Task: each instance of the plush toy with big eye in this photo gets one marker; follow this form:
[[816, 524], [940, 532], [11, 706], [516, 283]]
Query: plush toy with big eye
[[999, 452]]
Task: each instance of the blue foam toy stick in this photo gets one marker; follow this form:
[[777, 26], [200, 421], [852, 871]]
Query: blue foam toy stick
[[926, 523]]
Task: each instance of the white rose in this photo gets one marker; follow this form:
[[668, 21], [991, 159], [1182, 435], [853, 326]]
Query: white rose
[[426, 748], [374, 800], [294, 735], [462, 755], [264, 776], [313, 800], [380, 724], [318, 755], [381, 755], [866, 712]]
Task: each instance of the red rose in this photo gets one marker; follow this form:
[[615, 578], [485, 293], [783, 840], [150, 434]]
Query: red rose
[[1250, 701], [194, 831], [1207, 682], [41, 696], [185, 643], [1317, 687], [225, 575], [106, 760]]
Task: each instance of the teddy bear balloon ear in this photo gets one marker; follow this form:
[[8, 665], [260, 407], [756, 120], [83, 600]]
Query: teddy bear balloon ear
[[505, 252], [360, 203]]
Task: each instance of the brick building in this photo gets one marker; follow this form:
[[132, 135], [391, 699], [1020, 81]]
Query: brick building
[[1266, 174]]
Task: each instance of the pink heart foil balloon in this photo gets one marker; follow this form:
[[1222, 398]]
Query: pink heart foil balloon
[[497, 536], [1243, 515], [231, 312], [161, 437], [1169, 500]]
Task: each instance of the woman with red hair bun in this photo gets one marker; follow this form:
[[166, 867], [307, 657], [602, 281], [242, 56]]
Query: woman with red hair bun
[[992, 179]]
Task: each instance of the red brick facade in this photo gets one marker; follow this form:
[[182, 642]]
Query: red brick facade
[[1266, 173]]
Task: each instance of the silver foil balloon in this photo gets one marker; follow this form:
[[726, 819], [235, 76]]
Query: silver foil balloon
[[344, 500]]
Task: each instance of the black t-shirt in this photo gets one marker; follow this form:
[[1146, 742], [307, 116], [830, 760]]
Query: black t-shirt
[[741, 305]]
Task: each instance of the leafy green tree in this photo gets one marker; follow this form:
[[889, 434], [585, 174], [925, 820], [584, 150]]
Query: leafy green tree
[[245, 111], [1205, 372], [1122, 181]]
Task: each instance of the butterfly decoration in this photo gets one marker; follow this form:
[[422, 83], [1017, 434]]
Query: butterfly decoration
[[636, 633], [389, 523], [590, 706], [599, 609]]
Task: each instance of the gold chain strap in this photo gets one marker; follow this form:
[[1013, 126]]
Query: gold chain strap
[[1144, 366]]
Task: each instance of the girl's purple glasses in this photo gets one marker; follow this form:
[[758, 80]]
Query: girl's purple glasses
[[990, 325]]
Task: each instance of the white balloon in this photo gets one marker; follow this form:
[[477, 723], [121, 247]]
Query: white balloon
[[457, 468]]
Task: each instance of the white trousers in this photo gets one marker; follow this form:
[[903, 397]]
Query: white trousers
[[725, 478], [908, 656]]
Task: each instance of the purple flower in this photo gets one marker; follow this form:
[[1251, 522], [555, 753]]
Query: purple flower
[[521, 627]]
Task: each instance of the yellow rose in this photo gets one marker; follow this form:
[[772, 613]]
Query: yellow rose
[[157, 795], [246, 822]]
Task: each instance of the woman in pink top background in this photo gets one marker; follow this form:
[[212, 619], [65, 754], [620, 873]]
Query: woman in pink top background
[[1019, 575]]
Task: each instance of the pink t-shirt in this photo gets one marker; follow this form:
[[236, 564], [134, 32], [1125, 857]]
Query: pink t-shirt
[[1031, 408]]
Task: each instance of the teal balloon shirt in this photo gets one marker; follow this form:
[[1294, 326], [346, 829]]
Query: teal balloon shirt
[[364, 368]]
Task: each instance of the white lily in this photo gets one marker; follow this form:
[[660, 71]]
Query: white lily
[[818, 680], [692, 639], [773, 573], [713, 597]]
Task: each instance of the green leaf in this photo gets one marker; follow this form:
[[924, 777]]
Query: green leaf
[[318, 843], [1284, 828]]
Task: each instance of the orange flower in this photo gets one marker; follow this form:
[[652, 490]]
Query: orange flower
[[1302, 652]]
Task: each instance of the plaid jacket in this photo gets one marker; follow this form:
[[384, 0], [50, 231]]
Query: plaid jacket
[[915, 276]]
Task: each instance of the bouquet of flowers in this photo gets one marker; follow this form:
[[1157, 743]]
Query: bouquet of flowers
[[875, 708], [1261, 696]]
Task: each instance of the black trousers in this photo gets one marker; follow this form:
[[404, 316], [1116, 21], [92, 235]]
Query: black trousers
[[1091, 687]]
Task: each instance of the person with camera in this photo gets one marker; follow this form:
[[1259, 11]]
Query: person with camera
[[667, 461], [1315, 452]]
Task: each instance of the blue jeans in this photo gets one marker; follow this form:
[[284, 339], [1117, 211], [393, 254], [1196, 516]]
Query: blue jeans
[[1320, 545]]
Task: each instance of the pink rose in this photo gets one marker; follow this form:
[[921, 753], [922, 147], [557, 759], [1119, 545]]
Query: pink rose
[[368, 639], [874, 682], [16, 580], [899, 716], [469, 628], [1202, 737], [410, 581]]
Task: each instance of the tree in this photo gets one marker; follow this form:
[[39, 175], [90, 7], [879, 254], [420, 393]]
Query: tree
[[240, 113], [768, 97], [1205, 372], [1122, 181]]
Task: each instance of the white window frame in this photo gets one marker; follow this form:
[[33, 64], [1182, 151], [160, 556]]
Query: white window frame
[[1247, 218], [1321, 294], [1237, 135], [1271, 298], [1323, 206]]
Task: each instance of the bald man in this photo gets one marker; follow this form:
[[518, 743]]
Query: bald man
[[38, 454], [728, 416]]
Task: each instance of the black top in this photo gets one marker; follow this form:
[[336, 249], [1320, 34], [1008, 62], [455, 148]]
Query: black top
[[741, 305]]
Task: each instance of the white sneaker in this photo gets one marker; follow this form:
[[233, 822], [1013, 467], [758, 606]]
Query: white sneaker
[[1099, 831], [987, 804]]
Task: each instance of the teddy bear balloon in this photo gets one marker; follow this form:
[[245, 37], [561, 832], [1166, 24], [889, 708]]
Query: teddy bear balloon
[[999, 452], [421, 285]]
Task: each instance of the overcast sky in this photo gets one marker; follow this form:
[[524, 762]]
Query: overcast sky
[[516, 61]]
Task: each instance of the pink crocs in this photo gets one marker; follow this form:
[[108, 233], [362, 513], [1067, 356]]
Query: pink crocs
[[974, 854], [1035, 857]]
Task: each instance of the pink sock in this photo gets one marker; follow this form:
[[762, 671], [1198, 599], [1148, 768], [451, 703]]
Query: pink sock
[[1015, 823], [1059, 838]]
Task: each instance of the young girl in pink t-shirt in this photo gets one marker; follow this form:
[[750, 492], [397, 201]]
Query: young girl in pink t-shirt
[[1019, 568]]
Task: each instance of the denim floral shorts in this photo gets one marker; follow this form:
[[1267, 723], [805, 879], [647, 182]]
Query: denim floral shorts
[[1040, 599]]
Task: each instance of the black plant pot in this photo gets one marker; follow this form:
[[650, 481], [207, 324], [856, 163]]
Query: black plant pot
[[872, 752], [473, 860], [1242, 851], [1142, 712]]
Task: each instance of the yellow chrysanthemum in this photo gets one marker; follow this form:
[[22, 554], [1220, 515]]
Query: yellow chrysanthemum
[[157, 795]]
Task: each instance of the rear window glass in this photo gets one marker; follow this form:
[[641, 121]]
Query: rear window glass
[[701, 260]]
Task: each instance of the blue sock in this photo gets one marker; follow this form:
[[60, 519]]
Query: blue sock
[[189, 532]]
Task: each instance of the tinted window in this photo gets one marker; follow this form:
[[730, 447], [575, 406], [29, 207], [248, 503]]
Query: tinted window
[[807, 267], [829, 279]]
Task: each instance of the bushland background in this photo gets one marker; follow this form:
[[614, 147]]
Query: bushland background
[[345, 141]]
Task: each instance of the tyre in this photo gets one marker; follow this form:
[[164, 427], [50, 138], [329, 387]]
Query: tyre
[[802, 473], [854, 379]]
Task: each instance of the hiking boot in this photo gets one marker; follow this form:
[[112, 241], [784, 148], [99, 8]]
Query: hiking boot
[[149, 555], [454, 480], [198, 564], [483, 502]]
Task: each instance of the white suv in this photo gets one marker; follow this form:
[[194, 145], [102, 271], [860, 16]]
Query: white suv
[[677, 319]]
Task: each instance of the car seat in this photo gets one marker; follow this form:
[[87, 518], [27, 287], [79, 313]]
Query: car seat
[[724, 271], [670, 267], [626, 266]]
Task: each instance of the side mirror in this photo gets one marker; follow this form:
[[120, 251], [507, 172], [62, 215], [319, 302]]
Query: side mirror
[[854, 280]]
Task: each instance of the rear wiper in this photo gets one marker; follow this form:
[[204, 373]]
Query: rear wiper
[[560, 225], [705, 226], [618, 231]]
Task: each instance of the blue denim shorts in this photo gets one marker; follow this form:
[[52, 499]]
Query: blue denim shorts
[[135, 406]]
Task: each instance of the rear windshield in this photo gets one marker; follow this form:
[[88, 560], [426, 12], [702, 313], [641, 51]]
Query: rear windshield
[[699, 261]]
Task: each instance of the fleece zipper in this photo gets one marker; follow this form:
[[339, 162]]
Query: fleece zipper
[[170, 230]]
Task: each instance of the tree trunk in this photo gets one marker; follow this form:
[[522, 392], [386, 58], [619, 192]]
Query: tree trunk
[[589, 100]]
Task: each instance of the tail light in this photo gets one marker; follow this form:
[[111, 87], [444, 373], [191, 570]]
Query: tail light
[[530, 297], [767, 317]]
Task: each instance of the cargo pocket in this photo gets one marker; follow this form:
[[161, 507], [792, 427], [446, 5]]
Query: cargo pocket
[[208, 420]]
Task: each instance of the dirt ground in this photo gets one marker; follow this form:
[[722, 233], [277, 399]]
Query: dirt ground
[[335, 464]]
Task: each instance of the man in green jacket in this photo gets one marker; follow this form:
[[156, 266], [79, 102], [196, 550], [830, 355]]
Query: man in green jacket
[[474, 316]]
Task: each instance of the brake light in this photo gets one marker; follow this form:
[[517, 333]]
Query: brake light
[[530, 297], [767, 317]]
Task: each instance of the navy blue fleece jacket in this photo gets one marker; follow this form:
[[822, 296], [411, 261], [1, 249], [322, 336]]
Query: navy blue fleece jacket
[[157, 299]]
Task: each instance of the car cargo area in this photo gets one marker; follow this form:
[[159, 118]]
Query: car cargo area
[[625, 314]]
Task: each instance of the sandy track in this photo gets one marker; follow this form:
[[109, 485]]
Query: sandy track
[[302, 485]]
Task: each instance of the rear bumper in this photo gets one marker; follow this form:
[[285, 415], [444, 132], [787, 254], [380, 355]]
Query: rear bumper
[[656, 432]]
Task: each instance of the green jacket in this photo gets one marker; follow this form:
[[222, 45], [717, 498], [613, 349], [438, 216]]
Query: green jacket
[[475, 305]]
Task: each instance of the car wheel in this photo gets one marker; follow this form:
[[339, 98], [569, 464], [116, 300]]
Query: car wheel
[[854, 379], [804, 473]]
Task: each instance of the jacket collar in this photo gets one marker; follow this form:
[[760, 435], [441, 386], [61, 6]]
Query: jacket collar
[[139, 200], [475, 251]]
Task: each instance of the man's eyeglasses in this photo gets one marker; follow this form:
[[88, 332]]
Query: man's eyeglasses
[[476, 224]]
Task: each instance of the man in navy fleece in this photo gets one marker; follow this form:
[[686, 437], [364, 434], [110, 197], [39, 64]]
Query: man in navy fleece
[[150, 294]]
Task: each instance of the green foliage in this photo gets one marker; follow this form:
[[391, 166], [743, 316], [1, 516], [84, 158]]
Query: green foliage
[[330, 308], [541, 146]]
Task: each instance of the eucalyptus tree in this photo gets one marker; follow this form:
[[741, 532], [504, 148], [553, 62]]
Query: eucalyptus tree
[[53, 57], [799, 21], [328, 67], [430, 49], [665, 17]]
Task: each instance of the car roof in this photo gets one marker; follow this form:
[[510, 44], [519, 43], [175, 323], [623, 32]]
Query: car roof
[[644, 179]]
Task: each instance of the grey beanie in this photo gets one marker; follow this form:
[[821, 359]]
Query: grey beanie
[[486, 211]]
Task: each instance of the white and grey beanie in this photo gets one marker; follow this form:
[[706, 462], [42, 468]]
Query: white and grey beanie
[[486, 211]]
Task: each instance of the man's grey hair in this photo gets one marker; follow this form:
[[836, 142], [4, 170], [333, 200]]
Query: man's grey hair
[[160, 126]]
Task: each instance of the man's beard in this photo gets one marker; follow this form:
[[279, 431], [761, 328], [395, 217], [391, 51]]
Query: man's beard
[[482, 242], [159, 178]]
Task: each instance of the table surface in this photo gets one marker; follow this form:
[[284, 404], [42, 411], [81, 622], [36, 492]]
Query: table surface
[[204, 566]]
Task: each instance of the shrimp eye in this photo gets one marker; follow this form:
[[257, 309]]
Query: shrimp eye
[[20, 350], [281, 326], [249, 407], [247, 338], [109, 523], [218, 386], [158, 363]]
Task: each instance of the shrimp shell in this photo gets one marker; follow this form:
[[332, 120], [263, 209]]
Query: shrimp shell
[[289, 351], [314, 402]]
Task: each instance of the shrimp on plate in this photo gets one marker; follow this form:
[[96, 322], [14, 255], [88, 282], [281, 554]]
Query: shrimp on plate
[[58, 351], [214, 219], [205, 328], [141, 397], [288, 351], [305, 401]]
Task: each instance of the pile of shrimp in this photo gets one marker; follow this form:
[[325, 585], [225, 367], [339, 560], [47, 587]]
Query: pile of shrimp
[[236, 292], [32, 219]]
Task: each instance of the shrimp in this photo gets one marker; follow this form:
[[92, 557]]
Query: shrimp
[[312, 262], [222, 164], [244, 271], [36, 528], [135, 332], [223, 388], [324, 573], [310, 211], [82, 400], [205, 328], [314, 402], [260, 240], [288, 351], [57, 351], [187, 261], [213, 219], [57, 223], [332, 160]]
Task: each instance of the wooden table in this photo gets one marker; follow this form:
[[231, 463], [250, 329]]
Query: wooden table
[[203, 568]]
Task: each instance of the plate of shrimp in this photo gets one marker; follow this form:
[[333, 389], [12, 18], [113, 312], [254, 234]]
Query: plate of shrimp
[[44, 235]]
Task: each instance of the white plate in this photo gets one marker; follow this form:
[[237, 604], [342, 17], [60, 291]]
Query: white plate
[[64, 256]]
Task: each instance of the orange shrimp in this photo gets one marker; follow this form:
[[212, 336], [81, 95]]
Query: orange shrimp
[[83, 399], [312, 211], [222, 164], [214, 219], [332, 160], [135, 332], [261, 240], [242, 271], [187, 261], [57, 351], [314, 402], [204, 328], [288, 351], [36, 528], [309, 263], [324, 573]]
- - -
Starting from the line containing "Task: each instance of the table" and ending with the final line of the data, reproduce each line exactly as it appears, including no other lines.

SOLUTION FOR THIS EXERCISE:
Task: each instance of the table surface in this photo gets one marker; follow this form:
[[284, 404], [42, 411], [81, 622], [36, 492]]
Query: table surface
[[204, 566]]
Task: each instance of the shrimp eye in this photo gets one marker; follow this form:
[[257, 309]]
Query: shrimp eye
[[20, 350], [281, 326], [249, 407], [247, 338], [109, 523], [218, 386], [158, 363]]
Task: each instance of the shrimp shell in this photo gets one marker; follow this form:
[[332, 120], [263, 209]]
Query: shrimp shell
[[289, 351], [314, 402]]
Task: each instance of the shrimp on plate in this photo gets one marker; follow this form:
[[96, 322], [14, 255], [88, 282], [281, 554]]
Query: shrimp on plate
[[58, 351], [214, 219], [205, 328], [141, 397], [288, 351], [305, 401]]
Task: each instance of the pile of shrimp in this photo gets one marker; follow this form:
[[325, 585], [225, 367], [339, 560], [47, 587]]
Query: pile of shrimp
[[236, 292], [32, 219]]
Task: each instance of the shrimp in this photo gets one marker; follow this form:
[[92, 557]]
Query: shrimp
[[312, 262], [222, 164], [244, 271], [36, 528], [135, 332], [223, 388], [324, 573], [310, 211], [82, 400], [205, 328], [314, 402], [260, 240], [288, 351], [57, 351], [187, 261], [213, 219], [57, 223], [332, 160]]
Task: each instance of the wooden table in this photo gets one marker; follow this form:
[[231, 463], [250, 329]]
Query: wooden table
[[203, 568]]
Task: each instance of the plate of shrimp in this photo gets one marker; follow this form:
[[333, 389], [12, 18], [113, 312], [254, 234]]
Query: plate of shrimp
[[44, 235]]
Task: each instance of the white plate in this photo gets one marker; follow this form:
[[237, 604], [342, 17], [60, 291]]
Query: white plate
[[64, 256]]
Task: each instance of the orange shrimp in this photo gets one marker; follow this form:
[[212, 336], [81, 95]]
Query: orange shrimp
[[83, 399], [312, 211], [222, 164], [214, 219], [332, 160], [135, 332], [261, 240], [242, 271], [187, 261], [57, 351], [314, 402], [204, 328], [288, 351], [36, 528], [309, 263], [324, 573]]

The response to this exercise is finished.